╔══

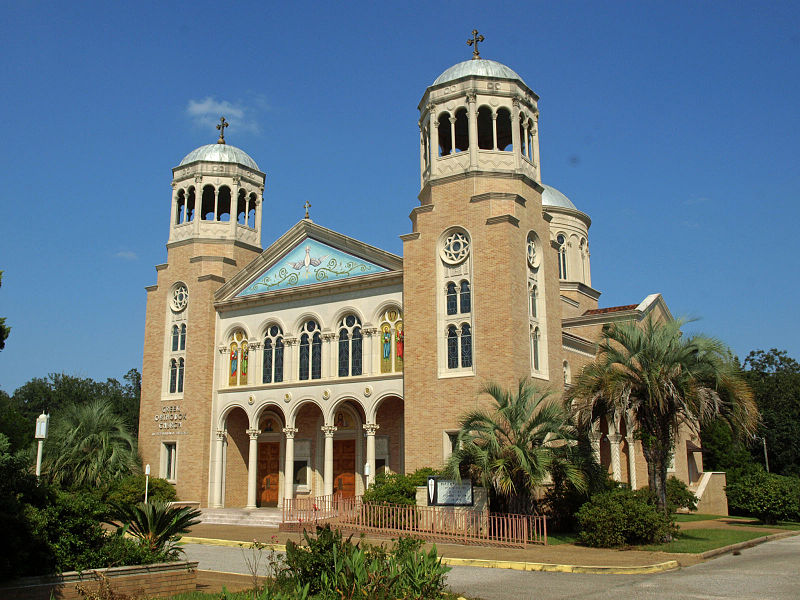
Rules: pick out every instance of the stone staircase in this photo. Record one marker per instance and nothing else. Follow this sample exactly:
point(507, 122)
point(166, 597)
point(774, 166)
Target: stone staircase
point(259, 517)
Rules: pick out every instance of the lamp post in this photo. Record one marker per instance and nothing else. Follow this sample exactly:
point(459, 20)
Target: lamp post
point(42, 422)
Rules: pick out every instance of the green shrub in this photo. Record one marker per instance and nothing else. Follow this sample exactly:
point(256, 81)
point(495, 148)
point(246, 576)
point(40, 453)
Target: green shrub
point(130, 490)
point(621, 517)
point(395, 488)
point(769, 497)
point(328, 566)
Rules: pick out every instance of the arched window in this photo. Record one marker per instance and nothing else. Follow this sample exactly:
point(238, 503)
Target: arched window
point(466, 345)
point(241, 207)
point(272, 371)
point(445, 140)
point(485, 128)
point(462, 130)
point(180, 375)
point(180, 208)
point(452, 299)
point(238, 359)
point(190, 205)
point(310, 351)
point(504, 129)
point(173, 376)
point(562, 256)
point(208, 203)
point(350, 346)
point(452, 347)
point(392, 342)
point(224, 203)
point(466, 300)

╚══

Task item: With the line holding "Target: green shrub" as the first and the line holding "point(238, 503)" as the last, set down that range of the entries above exactly, and nothing else.

Exercise result:
Target: green shrub
point(130, 490)
point(621, 517)
point(395, 488)
point(769, 497)
point(328, 566)
Rules: pick out every instance of the arched window in this photo. Record one marker per instance and nothing else. Follow this sample exactly:
point(238, 503)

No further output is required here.